» Task details: Only the text should come through, so restate the listing exactly and drop its images.
------ Supplied material ------
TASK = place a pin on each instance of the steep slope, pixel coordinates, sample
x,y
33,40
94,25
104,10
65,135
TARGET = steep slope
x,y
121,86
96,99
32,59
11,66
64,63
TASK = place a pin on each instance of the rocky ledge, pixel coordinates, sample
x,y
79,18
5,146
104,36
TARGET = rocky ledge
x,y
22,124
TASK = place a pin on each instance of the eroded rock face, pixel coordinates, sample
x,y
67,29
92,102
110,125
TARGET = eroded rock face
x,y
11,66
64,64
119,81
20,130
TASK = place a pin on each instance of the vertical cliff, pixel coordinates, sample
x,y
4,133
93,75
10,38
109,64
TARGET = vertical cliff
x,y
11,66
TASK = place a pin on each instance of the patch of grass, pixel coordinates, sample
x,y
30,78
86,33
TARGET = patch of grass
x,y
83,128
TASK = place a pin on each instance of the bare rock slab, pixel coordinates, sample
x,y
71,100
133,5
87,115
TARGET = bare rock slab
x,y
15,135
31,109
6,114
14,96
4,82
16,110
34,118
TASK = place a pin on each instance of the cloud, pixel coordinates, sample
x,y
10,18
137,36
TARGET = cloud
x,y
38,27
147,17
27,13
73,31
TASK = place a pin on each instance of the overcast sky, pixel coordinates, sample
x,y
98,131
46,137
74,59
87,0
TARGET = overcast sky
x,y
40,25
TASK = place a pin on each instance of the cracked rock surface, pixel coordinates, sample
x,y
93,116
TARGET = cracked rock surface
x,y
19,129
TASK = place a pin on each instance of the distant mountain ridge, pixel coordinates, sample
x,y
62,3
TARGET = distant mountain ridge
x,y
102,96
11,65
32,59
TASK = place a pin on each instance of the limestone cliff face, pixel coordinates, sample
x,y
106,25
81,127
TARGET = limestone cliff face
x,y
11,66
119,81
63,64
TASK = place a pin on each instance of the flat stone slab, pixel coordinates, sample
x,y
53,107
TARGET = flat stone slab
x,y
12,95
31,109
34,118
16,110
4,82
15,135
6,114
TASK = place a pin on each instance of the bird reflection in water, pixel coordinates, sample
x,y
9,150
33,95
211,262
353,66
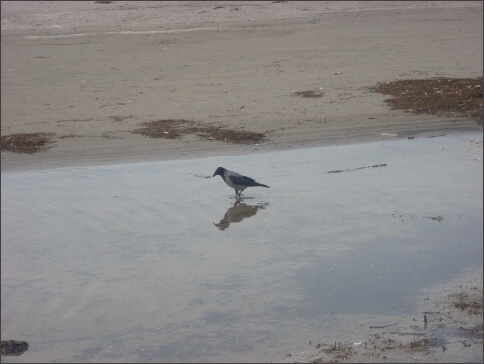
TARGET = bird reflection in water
x,y
238,212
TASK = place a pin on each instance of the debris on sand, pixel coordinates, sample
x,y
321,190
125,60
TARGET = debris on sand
x,y
440,96
27,142
13,348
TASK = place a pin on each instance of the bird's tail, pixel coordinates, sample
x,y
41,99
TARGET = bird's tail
x,y
261,185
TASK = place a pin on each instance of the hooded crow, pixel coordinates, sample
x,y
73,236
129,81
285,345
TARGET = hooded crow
x,y
236,181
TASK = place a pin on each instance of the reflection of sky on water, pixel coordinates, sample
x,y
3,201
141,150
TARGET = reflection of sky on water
x,y
146,257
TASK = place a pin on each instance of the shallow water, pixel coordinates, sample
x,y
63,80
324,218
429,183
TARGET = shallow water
x,y
153,262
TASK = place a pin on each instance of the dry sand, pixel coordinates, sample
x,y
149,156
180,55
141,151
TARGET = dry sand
x,y
92,72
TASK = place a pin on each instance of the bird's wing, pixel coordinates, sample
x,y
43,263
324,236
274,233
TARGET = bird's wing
x,y
241,180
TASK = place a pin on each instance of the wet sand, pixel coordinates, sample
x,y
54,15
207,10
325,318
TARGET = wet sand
x,y
92,73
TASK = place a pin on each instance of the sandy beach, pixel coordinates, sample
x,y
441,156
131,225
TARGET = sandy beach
x,y
90,73
103,263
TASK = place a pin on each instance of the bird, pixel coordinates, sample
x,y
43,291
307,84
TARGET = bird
x,y
237,181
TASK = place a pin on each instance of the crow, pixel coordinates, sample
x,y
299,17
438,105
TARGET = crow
x,y
236,180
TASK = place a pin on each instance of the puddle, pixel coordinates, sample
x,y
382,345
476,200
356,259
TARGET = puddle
x,y
150,262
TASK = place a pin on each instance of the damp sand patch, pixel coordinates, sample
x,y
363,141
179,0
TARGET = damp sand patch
x,y
177,128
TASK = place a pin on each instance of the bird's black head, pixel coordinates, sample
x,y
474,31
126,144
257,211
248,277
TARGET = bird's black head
x,y
219,171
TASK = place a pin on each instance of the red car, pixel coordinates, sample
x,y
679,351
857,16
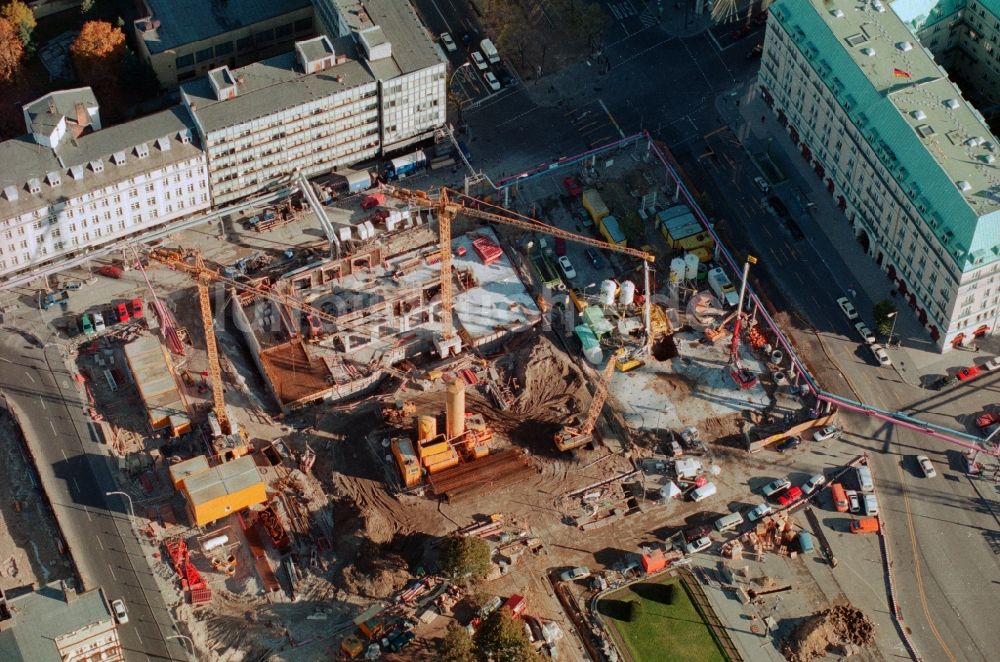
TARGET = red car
x,y
791,496
968,373
572,186
987,419
135,307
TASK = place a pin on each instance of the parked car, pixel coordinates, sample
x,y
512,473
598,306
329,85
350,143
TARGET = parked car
x,y
826,433
758,511
988,419
567,267
572,186
788,444
775,487
992,364
881,355
579,572
925,466
814,483
86,324
865,332
791,496
848,308
118,606
698,545
135,307
967,373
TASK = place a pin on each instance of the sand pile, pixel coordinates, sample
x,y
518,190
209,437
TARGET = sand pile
x,y
828,631
551,386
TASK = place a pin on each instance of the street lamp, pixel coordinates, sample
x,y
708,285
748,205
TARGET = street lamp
x,y
131,511
185,638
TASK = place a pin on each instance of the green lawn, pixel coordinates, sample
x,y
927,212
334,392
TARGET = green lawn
x,y
664,632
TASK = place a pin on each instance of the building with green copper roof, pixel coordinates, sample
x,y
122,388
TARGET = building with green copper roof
x,y
862,91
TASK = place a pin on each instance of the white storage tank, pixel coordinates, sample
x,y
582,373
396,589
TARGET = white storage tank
x,y
691,263
677,269
608,290
627,296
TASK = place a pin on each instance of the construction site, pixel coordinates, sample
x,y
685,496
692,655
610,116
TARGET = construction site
x,y
318,393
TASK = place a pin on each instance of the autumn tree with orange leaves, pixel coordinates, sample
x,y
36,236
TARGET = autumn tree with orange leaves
x,y
11,52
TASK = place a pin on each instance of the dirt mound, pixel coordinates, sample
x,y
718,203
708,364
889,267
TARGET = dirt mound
x,y
828,631
552,386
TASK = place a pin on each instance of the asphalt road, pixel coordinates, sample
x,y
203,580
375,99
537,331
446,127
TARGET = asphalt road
x,y
944,532
76,476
------
» Solution to this task:
TASK = place a pin on each instance of the steep slope, pixel coordinates, sample
x,y
33,40
94,25
104,10
65,135
TARGET = steep slope
x,y
121,86
96,99
32,59
11,66
64,63
TASK = place a pin on each instance of the rocky ledge, pixel coordinates, sample
x,y
79,18
5,146
104,36
TARGET = rocky ledge
x,y
22,124
TASK = place a pin on each instance of the eroded rock face, pixel coordinates, sample
x,y
67,29
92,102
110,125
TARGET = eroded rock face
x,y
11,66
64,64
119,81
20,130
TASK = place a pin on each instance of the vertical cliff, pixel coordinates, sample
x,y
4,133
93,75
10,38
109,64
TARGET = vertical cliff
x,y
11,66
TASK = place a pin on each instance of the patch of grass, pixel coordinates, sample
x,y
30,78
86,33
TARGET = patch of grass
x,y
83,128
TASK = place a pin on each instance of the bare rock slab, pixel coordinates, sample
x,y
71,100
133,5
87,115
TARGET = bare rock slab
x,y
15,135
31,109
6,114
14,96
4,82
16,110
34,118
TASK = place a pin on each instance of the cloud, pixel coordinates, sample
x,y
10,18
137,36
TARGET = cloud
x,y
38,27
147,17
27,13
73,31
TASK = place a pin on each instance of the overcast sky, pixel coordinates, sample
x,y
98,131
46,137
74,59
87,0
TARGET = overcast sky
x,y
40,25
TASK = place a pin on each instance of the cracked rock surface, pixel coordinates, sample
x,y
93,116
TARGET = cracked rock surface
x,y
19,129
TASK = place a pin on each instance of the distant mountain ridge, pixel coordinates, sample
x,y
62,3
TARGET = distant mountain ridge
x,y
102,96
11,65
32,59
TASK = place a pin on each instance of the limestone cliff face, pixel coordinates, sample
x,y
106,25
81,127
TARGET = limestone cliff face
x,y
11,66
119,81
63,64
TASK = place a pin on each instance of the flat stone slab, pixel coordinates, sample
x,y
53,107
TARGET = flat stone slab
x,y
12,95
31,109
34,118
16,110
4,82
15,135
6,114
TASK = place a pin on each instance of the bird reflection in water, pixel coordinates, sample
x,y
9,150
33,95
211,262
353,66
TARGET = bird reflection in water
x,y
238,212
TASK = place a pin on each instance of the debris on sand, pixel coordinates, sample
x,y
321,190
125,60
TARGET = debris on sand
x,y
440,96
27,142
13,348
TASK = place a pin on each instance of the bird's tail, pixel coordinates, sample
x,y
41,99
TARGET = bird's tail
x,y
261,185
TASK = place a pin on each instance of the hooded crow, pixel coordinates, sample
x,y
73,236
129,81
285,345
TARGET = hooded crow
x,y
236,181
TASK = place a pin on each instance of the reflection of sky on water, pixel coordinates, sample
x,y
3,201
141,150
TARGET = reflection of sky on water
x,y
146,257
TASK = place a pin on each instance of the shallow water, pixel coordinates, sample
x,y
63,80
324,218
429,183
TARGET = shallow water
x,y
153,262
TASK = place a pin on each instance of the dry sand, pixel coordinates, sample
x,y
149,156
180,55
141,151
TARGET = dry sand
x,y
92,72
TASK = place a pin on each instance of the bird's wing, pixel coordinates, sample
x,y
43,263
324,236
274,233
TARGET = bird's wing
x,y
241,180
TASK = place a pin on each instance of the wet sand, pixel coordinates, sample
x,y
54,15
207,10
325,318
TARGET = wet sand
x,y
92,73
TASK = place a pin on each instance of the sandy beach, pixel coordinates, sample
x,y
441,156
131,225
TARGET = sandy beach
x,y
90,73
103,263
TASK = place a pin on each instance of the bird, pixel coordinates, sample
x,y
43,291
307,84
TARGET = bird
x,y
237,181
TASK = place a pin on each instance of the crow, pixel coordinates, sample
x,y
299,17
438,105
TARGET = crow
x,y
236,180
TASK = place a pin on each instance of the puddle, pixel coordinates, sample
x,y
382,345
476,200
356,259
TARGET = puddle
x,y
150,262
TASK = place a pin on each instance of the damp sand patch, pixel coordinates, sample
x,y
363,141
179,0
TARGET = damp sand patch
x,y
177,128
TASK = place a pin on each instance of the bird's black head, pixel coordinates, sample
x,y
474,31
126,144
257,211
248,277
TARGET = bird's black head
x,y
219,171
TASK = place a pin on each instance of the red car, pixel coordinates, sample
x,y
679,351
857,16
TARGET = red car
x,y
791,496
968,373
572,186
987,419
135,307
TASK = place a pin on each instance of the parked car, pixel coordinates, sample
x,y
512,473
598,306
329,85
350,143
TARGET = parked car
x,y
826,433
758,511
988,419
567,267
572,186
788,444
775,487
992,364
881,355
579,572
925,466
814,483
86,324
865,332
791,496
848,308
118,606
698,545
135,307
967,373
TASK = place a pin on each instance of the sand pile, pixel coordinates, sample
x,y
518,190
209,437
TARGET = sand pile
x,y
828,631
551,386
TASK = place a pin on each instance of the street lamp, pixel coordinates, sample
x,y
708,285
748,205
TARGET = street lamp
x,y
131,511
185,638
TASK = place a pin on each instance of the green lawn, pixel coordinates, sample
x,y
927,212
334,392
TARGET = green lawn
x,y
664,632
TASK = place a pin on each instance of the building with green copper roof, pixel coordinates, sample
x,y
122,388
TARGET = building with green copper roof
x,y
862,91
TASK = place a pin on each instance of the white storage tank, pixel coordinates, sample
x,y
582,373
396,589
TARGET = white storage tank
x,y
691,263
677,269
608,290
627,296
TASK = place a pin on each instance of the construction site, pixel coordinates, sample
x,y
685,496
692,655
610,116
TARGET = construction site
x,y
318,393
TASK = place a pin on each instance of the autumn tree with orange leaves, pixel coordinates, sample
x,y
36,236
TARGET = autumn tree with orange leaves
x,y
11,52
TASK = place a pin on each instance of the dirt mound, pixel coordinates, sample
x,y
718,203
708,364
889,267
TARGET = dirt mound
x,y
828,631
552,386
TASK = place a pin on each instance of the asphalt road, pixel coordinates, sample
x,y
203,580
375,99
537,331
446,127
TARGET = asphalt road
x,y
944,532
76,476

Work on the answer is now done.